But it wasn’t okay. This time we only made it as far as the dating ultrasound. There wasn’t a heartbeat where there should have been. I decided to wait and let things happen naturally. It took a long time. A long time of still feeling pregnant. Blood work numbers still rising, knowing that the chances of a viable pregnancy were slim. And, eventually, my body was ready. On January 17th, the day our first miscarriage would have been born, we lost for a second time.

I knew what to expect this time. And had less of everything to pass. But it still hurt. And it was still hard. And my heart still ached in the confusion of it all. Why did it have to be that day, I wondered.

But I felt fresh hope through this loss, too. I looked back to the previous summer and saw how many other ways we’d been protected. We went eight months without a single illness in our family. Not so much as a cold while it seemed like our friends were fighting off plagues. There are no coincidences with God. He’s faithful. He’s just. He gives. He takes away. There’s beauty in all of that. There’s peace and comfort in his protecting hand. There’s hope that He knows all, knows what’s best, knew that would happen and knew what you would need.

◆ **DATA EXTRACTS**

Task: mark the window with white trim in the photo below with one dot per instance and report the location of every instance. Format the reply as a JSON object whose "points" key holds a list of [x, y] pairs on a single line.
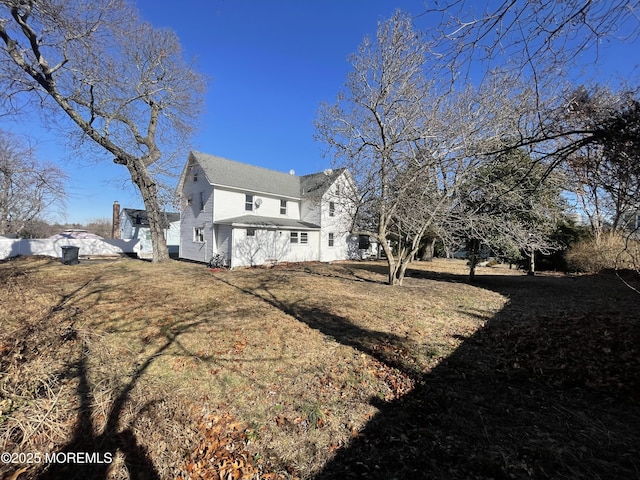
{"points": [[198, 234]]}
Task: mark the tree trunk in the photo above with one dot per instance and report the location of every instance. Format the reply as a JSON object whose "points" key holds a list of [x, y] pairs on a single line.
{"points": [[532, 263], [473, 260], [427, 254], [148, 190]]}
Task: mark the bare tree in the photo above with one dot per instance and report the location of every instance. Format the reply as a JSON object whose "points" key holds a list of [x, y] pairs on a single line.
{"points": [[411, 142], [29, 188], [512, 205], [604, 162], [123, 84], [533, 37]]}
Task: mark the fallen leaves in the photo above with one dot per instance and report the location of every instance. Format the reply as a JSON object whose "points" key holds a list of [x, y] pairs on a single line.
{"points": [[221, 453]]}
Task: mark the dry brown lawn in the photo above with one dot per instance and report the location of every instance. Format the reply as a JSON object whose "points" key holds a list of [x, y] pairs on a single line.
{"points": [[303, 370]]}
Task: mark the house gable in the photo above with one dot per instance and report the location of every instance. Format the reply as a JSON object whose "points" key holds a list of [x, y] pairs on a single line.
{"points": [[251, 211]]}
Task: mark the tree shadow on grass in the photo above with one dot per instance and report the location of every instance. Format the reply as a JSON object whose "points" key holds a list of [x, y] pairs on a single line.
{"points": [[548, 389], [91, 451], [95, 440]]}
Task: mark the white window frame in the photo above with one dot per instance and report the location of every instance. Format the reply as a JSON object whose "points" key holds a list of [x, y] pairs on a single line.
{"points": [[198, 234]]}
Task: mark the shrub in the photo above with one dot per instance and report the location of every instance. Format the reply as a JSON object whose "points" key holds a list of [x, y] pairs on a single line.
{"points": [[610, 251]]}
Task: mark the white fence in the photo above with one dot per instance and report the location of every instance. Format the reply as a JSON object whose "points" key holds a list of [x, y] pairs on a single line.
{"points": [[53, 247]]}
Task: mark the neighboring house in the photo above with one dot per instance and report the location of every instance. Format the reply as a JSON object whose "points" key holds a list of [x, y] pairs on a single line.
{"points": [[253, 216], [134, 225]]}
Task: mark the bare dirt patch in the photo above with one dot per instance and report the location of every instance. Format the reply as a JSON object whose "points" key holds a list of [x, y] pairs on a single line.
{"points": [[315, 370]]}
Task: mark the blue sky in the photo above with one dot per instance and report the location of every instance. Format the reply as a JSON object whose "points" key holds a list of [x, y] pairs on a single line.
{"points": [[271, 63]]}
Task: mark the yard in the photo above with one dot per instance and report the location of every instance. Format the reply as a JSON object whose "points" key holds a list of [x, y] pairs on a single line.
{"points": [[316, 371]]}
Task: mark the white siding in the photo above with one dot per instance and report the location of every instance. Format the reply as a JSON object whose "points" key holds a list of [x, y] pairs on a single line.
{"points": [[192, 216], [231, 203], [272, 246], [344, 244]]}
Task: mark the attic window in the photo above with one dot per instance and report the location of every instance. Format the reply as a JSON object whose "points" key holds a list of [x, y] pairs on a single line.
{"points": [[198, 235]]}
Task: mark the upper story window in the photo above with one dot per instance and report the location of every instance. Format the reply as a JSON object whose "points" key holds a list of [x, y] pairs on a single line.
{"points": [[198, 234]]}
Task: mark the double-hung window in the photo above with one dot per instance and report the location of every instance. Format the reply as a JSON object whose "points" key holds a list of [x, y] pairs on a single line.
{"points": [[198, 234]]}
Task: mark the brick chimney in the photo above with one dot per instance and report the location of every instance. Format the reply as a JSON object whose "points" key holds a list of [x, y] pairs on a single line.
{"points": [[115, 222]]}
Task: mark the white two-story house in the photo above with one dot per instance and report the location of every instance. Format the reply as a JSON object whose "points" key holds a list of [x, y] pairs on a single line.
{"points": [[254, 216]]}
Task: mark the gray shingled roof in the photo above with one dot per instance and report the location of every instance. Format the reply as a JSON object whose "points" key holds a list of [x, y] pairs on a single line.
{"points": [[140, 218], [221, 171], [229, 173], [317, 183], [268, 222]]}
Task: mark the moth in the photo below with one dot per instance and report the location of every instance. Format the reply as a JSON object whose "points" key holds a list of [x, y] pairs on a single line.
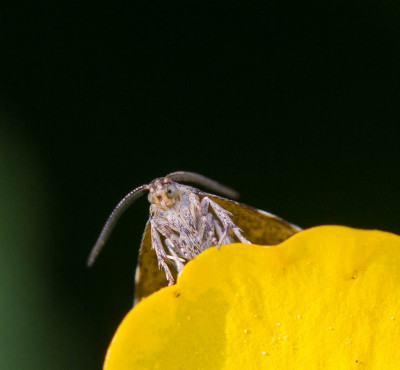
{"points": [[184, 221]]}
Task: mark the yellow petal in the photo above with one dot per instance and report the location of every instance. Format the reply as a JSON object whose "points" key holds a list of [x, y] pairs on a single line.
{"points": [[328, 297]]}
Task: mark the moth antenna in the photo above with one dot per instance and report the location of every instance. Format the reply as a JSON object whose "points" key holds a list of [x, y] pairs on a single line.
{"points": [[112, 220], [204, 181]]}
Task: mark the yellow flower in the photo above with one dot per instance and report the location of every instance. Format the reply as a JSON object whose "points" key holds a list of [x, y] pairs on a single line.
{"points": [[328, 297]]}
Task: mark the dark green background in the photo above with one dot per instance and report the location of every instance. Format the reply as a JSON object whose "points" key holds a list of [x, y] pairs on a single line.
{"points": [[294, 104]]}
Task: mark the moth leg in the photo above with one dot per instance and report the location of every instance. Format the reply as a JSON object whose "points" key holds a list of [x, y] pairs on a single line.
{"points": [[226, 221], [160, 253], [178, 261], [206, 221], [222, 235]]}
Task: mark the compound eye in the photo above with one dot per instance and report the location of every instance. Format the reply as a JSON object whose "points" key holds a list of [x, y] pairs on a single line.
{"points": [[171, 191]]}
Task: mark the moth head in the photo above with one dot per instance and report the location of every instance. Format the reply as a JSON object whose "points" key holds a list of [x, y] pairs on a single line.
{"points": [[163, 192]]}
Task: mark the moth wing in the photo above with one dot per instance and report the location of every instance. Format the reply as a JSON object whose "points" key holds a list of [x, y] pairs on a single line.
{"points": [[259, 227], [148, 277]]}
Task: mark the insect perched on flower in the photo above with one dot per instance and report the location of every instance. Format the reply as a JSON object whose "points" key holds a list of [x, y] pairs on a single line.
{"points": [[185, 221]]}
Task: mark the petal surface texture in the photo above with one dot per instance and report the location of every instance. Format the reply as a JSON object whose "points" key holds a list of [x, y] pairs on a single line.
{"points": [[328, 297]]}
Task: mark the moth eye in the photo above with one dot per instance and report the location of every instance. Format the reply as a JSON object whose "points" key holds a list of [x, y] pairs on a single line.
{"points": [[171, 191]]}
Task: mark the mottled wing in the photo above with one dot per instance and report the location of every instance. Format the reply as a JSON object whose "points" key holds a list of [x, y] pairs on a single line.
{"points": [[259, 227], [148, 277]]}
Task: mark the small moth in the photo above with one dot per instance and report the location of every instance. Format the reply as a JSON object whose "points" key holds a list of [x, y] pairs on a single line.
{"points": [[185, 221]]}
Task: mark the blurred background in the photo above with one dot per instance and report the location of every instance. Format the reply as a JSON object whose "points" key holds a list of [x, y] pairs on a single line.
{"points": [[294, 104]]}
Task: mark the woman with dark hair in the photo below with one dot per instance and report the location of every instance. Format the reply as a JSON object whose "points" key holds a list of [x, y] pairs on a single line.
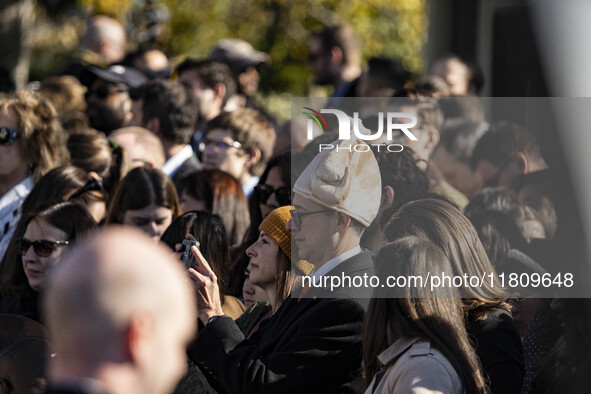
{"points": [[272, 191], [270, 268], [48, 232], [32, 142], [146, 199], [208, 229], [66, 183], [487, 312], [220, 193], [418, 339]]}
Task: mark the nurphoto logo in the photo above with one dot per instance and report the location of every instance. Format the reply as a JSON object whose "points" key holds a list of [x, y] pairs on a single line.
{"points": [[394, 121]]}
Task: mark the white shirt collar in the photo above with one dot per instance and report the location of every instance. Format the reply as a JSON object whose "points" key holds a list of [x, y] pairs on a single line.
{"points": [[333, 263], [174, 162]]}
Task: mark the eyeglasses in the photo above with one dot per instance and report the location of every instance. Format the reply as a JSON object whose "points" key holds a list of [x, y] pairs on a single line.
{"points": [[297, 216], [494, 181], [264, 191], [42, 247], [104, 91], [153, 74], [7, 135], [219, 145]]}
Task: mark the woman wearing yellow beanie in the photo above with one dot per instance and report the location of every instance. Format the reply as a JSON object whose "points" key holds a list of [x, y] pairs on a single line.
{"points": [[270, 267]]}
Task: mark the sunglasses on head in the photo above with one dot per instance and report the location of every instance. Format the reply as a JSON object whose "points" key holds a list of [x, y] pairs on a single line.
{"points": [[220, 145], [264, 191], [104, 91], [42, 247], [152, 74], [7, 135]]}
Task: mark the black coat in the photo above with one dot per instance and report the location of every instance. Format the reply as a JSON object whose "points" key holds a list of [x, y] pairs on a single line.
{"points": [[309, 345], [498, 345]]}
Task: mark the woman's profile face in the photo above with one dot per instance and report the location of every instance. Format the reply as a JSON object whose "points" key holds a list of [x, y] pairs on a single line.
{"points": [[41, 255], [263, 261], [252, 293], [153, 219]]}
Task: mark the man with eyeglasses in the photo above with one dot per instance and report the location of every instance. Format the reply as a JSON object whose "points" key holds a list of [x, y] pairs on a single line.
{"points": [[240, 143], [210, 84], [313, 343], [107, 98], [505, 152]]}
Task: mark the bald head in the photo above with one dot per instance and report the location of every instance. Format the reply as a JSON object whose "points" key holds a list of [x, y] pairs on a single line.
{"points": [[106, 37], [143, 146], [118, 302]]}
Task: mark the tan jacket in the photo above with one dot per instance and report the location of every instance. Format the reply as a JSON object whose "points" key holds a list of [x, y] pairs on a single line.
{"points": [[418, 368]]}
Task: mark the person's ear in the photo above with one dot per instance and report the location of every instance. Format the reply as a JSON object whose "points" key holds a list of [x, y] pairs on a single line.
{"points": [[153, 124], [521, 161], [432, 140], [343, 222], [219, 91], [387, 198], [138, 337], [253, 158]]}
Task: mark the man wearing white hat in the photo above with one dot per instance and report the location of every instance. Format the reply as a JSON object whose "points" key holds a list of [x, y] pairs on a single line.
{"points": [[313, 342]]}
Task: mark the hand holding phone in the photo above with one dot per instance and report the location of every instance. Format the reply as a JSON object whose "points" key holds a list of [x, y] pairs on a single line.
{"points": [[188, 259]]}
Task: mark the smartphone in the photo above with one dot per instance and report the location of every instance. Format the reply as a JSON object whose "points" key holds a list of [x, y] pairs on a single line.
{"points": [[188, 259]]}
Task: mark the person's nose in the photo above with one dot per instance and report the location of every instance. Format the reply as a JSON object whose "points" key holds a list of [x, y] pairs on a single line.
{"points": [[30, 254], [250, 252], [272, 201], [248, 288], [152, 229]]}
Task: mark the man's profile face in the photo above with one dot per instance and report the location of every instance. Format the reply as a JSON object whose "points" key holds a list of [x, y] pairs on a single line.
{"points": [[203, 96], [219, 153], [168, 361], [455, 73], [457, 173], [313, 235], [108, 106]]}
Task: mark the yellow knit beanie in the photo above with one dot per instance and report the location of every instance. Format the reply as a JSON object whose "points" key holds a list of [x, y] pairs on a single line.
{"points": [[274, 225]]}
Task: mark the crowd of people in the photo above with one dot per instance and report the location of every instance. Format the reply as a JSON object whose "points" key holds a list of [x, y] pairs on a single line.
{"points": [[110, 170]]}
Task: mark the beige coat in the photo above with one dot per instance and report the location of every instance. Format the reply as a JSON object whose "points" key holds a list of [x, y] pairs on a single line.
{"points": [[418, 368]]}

---

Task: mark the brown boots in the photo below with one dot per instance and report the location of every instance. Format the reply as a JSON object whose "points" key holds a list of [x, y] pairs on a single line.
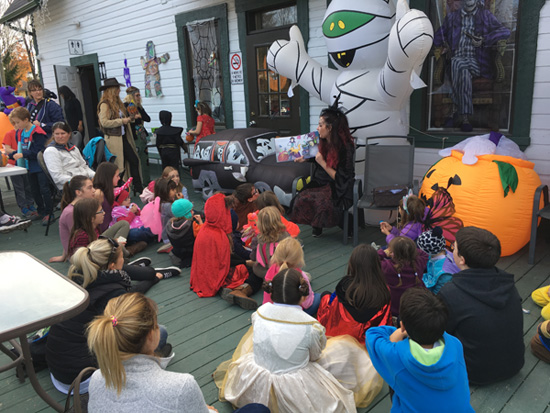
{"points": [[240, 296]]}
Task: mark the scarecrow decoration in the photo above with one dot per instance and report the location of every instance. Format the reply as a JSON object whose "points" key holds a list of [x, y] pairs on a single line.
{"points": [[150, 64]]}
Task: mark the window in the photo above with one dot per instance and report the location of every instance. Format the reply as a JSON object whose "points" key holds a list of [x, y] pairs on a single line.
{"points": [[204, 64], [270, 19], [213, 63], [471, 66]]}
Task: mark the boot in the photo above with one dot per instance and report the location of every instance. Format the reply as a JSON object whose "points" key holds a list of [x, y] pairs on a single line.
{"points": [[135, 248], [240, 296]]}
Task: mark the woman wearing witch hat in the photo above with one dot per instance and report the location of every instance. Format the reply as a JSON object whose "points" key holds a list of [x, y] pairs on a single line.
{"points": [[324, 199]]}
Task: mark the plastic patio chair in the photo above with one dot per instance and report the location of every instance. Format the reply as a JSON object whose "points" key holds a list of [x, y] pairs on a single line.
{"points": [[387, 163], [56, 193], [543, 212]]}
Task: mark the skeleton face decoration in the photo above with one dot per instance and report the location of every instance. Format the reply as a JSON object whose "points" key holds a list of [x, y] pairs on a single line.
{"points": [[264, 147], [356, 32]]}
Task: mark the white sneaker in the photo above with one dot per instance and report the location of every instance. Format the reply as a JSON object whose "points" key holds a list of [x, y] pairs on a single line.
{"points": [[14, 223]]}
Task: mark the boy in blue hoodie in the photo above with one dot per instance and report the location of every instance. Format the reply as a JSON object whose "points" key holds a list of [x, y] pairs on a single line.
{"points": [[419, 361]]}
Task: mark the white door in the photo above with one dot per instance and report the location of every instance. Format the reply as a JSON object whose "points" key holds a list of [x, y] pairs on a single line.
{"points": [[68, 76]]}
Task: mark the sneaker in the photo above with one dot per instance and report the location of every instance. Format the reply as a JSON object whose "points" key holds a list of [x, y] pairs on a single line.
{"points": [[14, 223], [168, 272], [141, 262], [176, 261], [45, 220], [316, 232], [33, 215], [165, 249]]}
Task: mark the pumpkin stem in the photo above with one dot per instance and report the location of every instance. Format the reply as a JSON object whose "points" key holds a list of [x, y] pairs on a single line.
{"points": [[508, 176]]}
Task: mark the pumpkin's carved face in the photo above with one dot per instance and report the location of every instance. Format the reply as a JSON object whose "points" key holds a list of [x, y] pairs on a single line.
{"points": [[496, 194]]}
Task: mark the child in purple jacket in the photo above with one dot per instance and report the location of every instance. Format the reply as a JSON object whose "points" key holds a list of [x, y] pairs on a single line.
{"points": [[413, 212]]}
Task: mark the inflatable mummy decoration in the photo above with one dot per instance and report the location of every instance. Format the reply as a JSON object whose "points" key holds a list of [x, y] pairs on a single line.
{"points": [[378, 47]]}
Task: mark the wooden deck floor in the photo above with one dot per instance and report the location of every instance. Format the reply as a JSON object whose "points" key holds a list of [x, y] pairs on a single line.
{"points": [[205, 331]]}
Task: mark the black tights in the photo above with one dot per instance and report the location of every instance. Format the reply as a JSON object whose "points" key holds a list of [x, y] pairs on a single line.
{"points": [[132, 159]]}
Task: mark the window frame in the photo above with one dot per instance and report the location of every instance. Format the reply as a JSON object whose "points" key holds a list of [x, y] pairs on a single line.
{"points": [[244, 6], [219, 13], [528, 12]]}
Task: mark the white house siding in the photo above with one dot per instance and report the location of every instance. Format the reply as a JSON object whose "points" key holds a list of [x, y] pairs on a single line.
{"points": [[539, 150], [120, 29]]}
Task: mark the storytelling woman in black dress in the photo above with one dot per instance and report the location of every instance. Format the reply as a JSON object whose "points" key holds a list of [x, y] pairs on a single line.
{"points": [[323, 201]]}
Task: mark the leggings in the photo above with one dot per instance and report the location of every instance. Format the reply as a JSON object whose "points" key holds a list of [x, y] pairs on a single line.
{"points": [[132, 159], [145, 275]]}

...

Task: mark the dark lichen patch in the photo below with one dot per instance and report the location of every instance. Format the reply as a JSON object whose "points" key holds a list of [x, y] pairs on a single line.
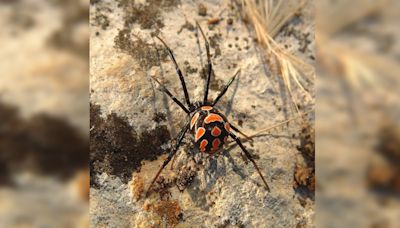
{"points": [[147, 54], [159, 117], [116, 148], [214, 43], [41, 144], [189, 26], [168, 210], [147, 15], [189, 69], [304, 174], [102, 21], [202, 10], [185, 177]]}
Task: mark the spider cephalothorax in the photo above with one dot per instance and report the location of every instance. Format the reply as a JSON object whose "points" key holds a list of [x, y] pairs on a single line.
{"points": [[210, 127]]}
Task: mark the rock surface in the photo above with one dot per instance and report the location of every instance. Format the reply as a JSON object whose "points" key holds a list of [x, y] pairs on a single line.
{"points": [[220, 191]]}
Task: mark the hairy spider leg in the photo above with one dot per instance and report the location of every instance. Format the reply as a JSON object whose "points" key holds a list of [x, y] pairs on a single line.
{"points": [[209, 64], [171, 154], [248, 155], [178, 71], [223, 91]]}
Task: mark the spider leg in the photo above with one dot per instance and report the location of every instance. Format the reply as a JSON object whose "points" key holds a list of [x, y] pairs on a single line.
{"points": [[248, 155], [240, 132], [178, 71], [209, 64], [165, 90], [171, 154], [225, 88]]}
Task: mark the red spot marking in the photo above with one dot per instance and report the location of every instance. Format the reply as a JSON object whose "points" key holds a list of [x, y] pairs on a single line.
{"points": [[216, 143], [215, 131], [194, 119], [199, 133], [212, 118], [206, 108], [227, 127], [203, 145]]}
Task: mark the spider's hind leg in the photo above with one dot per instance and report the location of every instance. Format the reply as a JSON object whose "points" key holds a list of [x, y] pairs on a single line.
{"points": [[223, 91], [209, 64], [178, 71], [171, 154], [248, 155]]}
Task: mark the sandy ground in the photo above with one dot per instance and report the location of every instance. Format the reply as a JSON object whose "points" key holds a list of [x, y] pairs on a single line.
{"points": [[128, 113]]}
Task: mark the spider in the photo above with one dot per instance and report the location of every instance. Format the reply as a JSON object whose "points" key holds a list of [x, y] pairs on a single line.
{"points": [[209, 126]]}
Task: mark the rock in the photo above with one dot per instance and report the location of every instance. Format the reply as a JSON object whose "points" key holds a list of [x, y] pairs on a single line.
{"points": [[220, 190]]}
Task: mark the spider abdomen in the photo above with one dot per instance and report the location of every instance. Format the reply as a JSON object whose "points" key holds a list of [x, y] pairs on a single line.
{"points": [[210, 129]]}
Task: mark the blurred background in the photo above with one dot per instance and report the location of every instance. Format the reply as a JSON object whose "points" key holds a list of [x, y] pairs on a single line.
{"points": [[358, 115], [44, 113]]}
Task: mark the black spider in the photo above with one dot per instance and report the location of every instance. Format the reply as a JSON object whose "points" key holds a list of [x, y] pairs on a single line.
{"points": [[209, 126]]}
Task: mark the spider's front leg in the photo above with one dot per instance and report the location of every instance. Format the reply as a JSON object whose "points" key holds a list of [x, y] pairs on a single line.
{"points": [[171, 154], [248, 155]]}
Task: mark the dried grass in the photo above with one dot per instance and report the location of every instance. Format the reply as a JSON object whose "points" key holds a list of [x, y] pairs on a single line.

◆ **BRIEF**
Copy the passage about pregnancy loss from "I knew what" to "you would need.".

◆ **RESULT OF THE EXERCISE**
I knew what to expect this time. And had less of everything to pass. But it still hurt. And it was still hard. And my heart still ached in the confusion of it all. Why did it have to be that day, I wondered.

But I felt fresh hope through this loss, too. I looked back to the previous summer and saw how many other ways we’d been protected. We went eight months without a single illness in our family. Not so much as a cold while it seemed like our friends were fighting off plagues. There are no coincidences with God. He’s faithful. He’s just. He gives. He takes away. There’s beauty in all of that. There’s peace and comfort in his protecting hand. There’s hope that He knows all, knows what’s best, knew that would happen and knew what you would need.